* Problem statement
Return every row below without any changes, but leave out the pictures.

* Data in this exercise
——
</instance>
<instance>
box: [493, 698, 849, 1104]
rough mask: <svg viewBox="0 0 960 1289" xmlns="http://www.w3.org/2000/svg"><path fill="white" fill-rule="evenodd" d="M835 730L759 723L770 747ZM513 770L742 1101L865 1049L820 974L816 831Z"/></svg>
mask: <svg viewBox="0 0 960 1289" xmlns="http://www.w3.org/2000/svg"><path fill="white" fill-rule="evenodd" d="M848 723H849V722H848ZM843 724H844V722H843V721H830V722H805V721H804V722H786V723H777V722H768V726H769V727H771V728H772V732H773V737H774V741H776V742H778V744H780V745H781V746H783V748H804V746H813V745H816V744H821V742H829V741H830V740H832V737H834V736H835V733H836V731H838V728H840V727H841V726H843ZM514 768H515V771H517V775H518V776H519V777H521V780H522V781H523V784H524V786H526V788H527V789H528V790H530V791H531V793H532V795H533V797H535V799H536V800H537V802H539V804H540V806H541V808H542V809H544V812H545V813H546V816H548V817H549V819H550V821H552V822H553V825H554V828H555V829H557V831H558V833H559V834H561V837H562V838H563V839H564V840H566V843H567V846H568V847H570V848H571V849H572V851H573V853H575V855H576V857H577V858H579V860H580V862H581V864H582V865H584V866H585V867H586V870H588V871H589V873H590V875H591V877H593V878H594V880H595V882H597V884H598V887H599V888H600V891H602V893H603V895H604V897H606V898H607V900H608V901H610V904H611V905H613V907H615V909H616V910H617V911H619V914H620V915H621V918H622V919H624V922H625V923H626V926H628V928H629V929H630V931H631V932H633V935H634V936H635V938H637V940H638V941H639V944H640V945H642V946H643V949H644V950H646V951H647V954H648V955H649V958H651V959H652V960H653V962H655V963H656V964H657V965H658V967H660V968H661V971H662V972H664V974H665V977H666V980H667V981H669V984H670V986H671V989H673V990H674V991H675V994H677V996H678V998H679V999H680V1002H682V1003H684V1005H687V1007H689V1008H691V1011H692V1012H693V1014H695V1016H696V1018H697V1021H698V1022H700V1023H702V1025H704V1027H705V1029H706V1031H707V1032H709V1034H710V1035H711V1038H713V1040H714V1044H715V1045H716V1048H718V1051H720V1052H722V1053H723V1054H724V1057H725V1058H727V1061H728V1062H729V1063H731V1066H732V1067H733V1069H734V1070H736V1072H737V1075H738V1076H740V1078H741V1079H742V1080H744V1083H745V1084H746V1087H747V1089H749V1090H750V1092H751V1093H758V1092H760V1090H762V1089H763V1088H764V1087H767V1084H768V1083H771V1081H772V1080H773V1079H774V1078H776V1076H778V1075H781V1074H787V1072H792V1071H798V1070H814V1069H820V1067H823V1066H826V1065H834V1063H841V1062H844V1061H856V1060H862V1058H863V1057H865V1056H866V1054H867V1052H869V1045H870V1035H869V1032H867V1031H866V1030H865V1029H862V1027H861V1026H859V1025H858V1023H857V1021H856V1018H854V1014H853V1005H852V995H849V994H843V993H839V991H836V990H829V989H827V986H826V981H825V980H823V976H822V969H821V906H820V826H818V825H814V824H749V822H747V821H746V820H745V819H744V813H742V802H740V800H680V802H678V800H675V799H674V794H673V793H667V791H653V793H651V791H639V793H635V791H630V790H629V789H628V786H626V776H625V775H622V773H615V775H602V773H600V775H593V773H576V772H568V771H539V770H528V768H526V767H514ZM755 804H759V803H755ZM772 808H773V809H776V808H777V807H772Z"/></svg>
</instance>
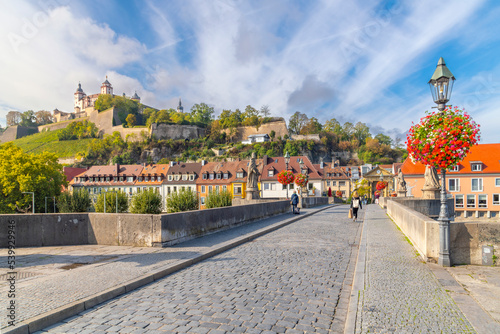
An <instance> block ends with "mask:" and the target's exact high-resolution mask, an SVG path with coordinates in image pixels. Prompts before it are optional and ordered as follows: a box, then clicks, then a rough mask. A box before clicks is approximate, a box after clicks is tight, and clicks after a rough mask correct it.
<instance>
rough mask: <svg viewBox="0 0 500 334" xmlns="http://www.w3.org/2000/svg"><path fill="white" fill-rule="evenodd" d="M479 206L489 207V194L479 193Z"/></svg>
mask: <svg viewBox="0 0 500 334" xmlns="http://www.w3.org/2000/svg"><path fill="white" fill-rule="evenodd" d="M477 204H478V205H477V207H478V208H487V207H488V196H487V195H478V196H477Z"/></svg>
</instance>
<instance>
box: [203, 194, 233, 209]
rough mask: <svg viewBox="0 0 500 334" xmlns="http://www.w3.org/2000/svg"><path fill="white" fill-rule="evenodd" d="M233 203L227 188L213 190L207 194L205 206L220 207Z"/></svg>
mask: <svg viewBox="0 0 500 334" xmlns="http://www.w3.org/2000/svg"><path fill="white" fill-rule="evenodd" d="M231 205H233V202H232V197H231V193H230V192H229V191H228V190H224V191H222V192H217V191H213V192H211V193H210V194H209V195H208V196H207V201H206V202H205V206H206V208H207V209H211V208H221V207H223V206H231Z"/></svg>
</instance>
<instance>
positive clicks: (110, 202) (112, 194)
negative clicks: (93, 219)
mask: <svg viewBox="0 0 500 334" xmlns="http://www.w3.org/2000/svg"><path fill="white" fill-rule="evenodd" d="M117 196H118V211H117V210H116V203H117V202H116V201H117ZM104 199H106V212H107V213H115V212H127V210H128V198H127V194H125V193H124V192H123V191H118V192H115V191H108V192H104V193H101V194H99V196H98V197H97V202H96V204H95V212H104Z"/></svg>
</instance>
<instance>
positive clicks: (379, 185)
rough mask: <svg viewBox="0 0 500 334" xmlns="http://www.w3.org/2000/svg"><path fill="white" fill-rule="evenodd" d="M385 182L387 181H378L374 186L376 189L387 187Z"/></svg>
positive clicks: (387, 183) (386, 183)
mask: <svg viewBox="0 0 500 334" xmlns="http://www.w3.org/2000/svg"><path fill="white" fill-rule="evenodd" d="M387 184H388V183H387V182H386V181H378V182H377V185H376V188H377V190H383V189H385V188H387Z"/></svg>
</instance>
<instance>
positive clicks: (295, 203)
mask: <svg viewBox="0 0 500 334" xmlns="http://www.w3.org/2000/svg"><path fill="white" fill-rule="evenodd" d="M290 200H291V201H290V203H292V213H296V214H298V213H299V211H298V210H297V205H298V204H299V195H297V191H295V190H294V191H293V194H292V197H291V198H290Z"/></svg>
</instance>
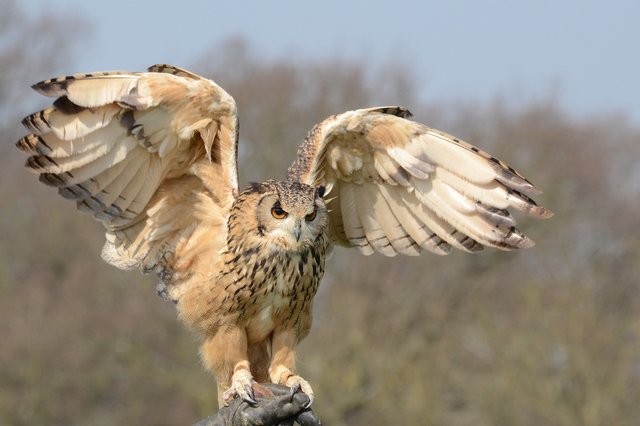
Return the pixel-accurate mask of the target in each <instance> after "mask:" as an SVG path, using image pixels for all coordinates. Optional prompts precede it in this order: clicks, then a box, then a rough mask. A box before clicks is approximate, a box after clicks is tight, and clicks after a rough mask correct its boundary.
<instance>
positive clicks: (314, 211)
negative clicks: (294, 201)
mask: <svg viewBox="0 0 640 426" xmlns="http://www.w3.org/2000/svg"><path fill="white" fill-rule="evenodd" d="M316 214H318V210H317V209H316V210H314V211H312V212H311V213H309V214H308V215H306V216H305V217H304V218H305V219H306V220H307V222H312V221H313V219H315V218H316Z"/></svg>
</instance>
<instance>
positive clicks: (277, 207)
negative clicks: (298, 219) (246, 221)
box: [271, 206, 289, 219]
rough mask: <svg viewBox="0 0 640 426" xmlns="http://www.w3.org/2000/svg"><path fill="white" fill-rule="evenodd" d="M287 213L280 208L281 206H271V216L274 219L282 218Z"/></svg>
mask: <svg viewBox="0 0 640 426" xmlns="http://www.w3.org/2000/svg"><path fill="white" fill-rule="evenodd" d="M288 215H289V214H288V213H287V212H285V211H284V210H282V208H280V207H279V206H273V207H271V216H273V217H275V218H276V219H284V218H285V217H287V216H288Z"/></svg>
——
* Finished task
</instance>
<instance>
box: [493, 698, 849, 1104]
rough mask: <svg viewBox="0 0 960 1289" xmlns="http://www.w3.org/2000/svg"><path fill="white" fill-rule="evenodd" d="M835 730L759 723L770 747ZM513 770L742 1101L865 1049L820 974L816 831Z"/></svg>
mask: <svg viewBox="0 0 960 1289" xmlns="http://www.w3.org/2000/svg"><path fill="white" fill-rule="evenodd" d="M848 723H849V722H848ZM843 724H844V722H843V721H830V722H805V721H804V722H786V723H777V722H768V726H769V727H771V728H772V732H773V737H774V741H776V742H778V744H780V745H781V746H783V748H804V746H813V745H816V744H821V742H829V741H830V740H832V737H834V736H835V733H836V731H838V728H840V727H841V726H843ZM514 768H515V771H517V775H518V776H519V777H521V780H522V781H523V784H524V786H526V788H527V789H528V790H530V791H531V793H532V795H533V797H535V799H536V800H537V802H539V804H540V806H541V808H542V809H544V812H545V813H546V816H548V817H549V819H550V821H552V822H553V825H554V828H555V829H557V831H558V833H559V834H561V837H562V838H563V839H564V840H566V843H567V846H568V847H570V848H571V849H572V851H573V853H575V855H576V857H577V858H579V860H580V862H581V864H582V865H584V866H585V867H586V870H588V871H589V873H590V875H591V877H593V878H594V880H595V882H597V884H598V887H599V888H600V891H602V893H603V895H604V897H606V898H607V900H608V901H610V904H611V905H613V907H615V909H616V910H617V911H619V914H620V915H621V918H622V919H624V922H625V923H626V926H628V928H629V929H630V931H631V932H633V935H634V936H635V938H637V940H638V941H639V944H640V945H642V946H643V949H644V950H646V951H647V954H648V955H649V958H651V959H652V960H653V962H655V963H656V964H657V965H658V967H660V968H661V971H662V972H664V974H665V977H666V980H667V981H669V984H670V986H671V989H673V990H674V991H675V994H677V996H678V998H679V999H680V1002H682V1003H684V1005H687V1007H689V1008H691V1011H692V1012H693V1014H695V1016H696V1018H697V1021H698V1022H700V1023H702V1025H704V1027H705V1029H706V1031H707V1032H709V1034H710V1035H711V1038H713V1040H714V1044H715V1045H716V1048H718V1051H720V1052H722V1053H723V1054H724V1057H725V1058H727V1061H728V1062H729V1063H731V1066H732V1067H733V1069H734V1070H736V1072H737V1075H738V1076H740V1078H741V1079H742V1080H744V1083H745V1084H746V1087H747V1089H749V1090H750V1092H751V1093H758V1092H760V1090H762V1089H763V1088H764V1087H767V1084H768V1083H771V1081H772V1080H773V1079H774V1078H776V1076H778V1075H781V1074H787V1072H792V1071H798V1070H814V1069H820V1067H823V1066H826V1065H834V1063H841V1062H844V1061H856V1060H862V1058H863V1057H865V1056H866V1054H867V1052H869V1045H870V1035H869V1032H867V1031H866V1030H865V1029H862V1027H861V1026H859V1025H858V1023H857V1021H856V1018H854V1014H853V1005H852V995H849V994H843V993H839V991H836V990H829V989H827V986H826V981H825V980H823V976H822V969H821V906H820V826H818V825H814V824H749V822H747V821H746V820H745V819H744V813H742V802H740V800H680V802H678V800H675V799H674V794H673V793H667V791H653V793H651V791H639V793H635V791H630V790H629V789H628V786H626V776H625V775H622V773H615V775H602V773H600V775H593V773H576V772H568V771H539V770H528V768H526V767H514ZM755 804H759V803H755ZM772 808H773V809H776V808H777V807H772Z"/></svg>
</instance>
An <instance> block ends with "mask:" and the target's exact high-resolution mask, an SVG path with coordinates in image pixels. Prompts before it are optional and ordered as follows: a box, then clicks, then a rough mask. A box before clicks is approximate, a box after clicks is tight, and clicks after a rough mask correct it.
<instance>
rough mask: <svg viewBox="0 0 500 334" xmlns="http://www.w3.org/2000/svg"><path fill="white" fill-rule="evenodd" d="M479 206L489 207V194L479 193Z"/></svg>
mask: <svg viewBox="0 0 500 334" xmlns="http://www.w3.org/2000/svg"><path fill="white" fill-rule="evenodd" d="M477 204H478V205H477V207H478V208H487V207H488V196H487V195H478V196H477Z"/></svg>
</instance>
<instance>
box: [203, 194, 233, 209]
rough mask: <svg viewBox="0 0 500 334" xmlns="http://www.w3.org/2000/svg"><path fill="white" fill-rule="evenodd" d="M233 203L227 188L213 190L207 194L205 206L220 207Z"/></svg>
mask: <svg viewBox="0 0 500 334" xmlns="http://www.w3.org/2000/svg"><path fill="white" fill-rule="evenodd" d="M231 205H233V202H232V197H231V193H230V192H229V191H228V190H224V191H222V192H217V191H213V192H211V193H210V194H209V195H208V196H207V201H206V202H205V206H206V208H207V209H211V208H221V207H223V206H231Z"/></svg>
</instance>
<instance>
positive clicks: (110, 202) (112, 194)
negative clicks: (93, 219)
mask: <svg viewBox="0 0 500 334" xmlns="http://www.w3.org/2000/svg"><path fill="white" fill-rule="evenodd" d="M117 196H118V211H117V210H116V203H117V202H116V201H117ZM104 199H106V212H107V213H115V212H127V210H128V198H127V194H125V193H124V192H123V191H118V192H115V191H108V192H104V193H101V194H99V196H98V197H97V202H96V204H95V212H104Z"/></svg>
</instance>
<instance>
positive clicks: (379, 185)
rough mask: <svg viewBox="0 0 500 334" xmlns="http://www.w3.org/2000/svg"><path fill="white" fill-rule="evenodd" d="M385 182L387 181H378L374 186L376 189L387 187Z"/></svg>
positive clicks: (387, 183) (386, 183)
mask: <svg viewBox="0 0 500 334" xmlns="http://www.w3.org/2000/svg"><path fill="white" fill-rule="evenodd" d="M387 184H388V183H387V182H386V181H378V182H377V185H376V188H377V190H383V189H385V188H387Z"/></svg>
</instance>
<instance>
positive clicks: (295, 203)
mask: <svg viewBox="0 0 500 334" xmlns="http://www.w3.org/2000/svg"><path fill="white" fill-rule="evenodd" d="M290 200H291V201H290V203H292V213H296V214H298V213H299V211H298V210H297V205H298V204H299V195H297V191H295V190H294V191H293V194H292V197H291V198H290Z"/></svg>
</instance>
Return the pixel-accurate mask of the target in each <instance> after "mask:" as an SVG path, using image pixels for all coordinates. Optional prompts precede it in this order: clicks, then a box, then a rough mask. A box before clicks is approximate, a box after clicks is tight, and clicks after a rough mask correct its boundary.
<instance>
positive clicks: (314, 211)
negative clicks: (294, 201)
mask: <svg viewBox="0 0 640 426" xmlns="http://www.w3.org/2000/svg"><path fill="white" fill-rule="evenodd" d="M316 214H318V210H317V209H316V210H314V211H312V212H311V213H309V214H308V215H306V216H305V217H304V218H305V219H306V220H307V222H312V221H313V219H315V218H316Z"/></svg>
</instance>
<instance>
positive clicks: (277, 207)
negative clicks: (298, 219) (246, 221)
box: [271, 206, 289, 219]
rough mask: <svg viewBox="0 0 640 426" xmlns="http://www.w3.org/2000/svg"><path fill="white" fill-rule="evenodd" d="M287 213L280 208L281 206H271V216L274 219L282 218Z"/></svg>
mask: <svg viewBox="0 0 640 426" xmlns="http://www.w3.org/2000/svg"><path fill="white" fill-rule="evenodd" d="M288 215H289V214H288V213H287V212H285V211H284V210H282V208H280V207H279V206H273V207H271V216H273V217H275V218H276V219H284V218H285V217H287V216H288Z"/></svg>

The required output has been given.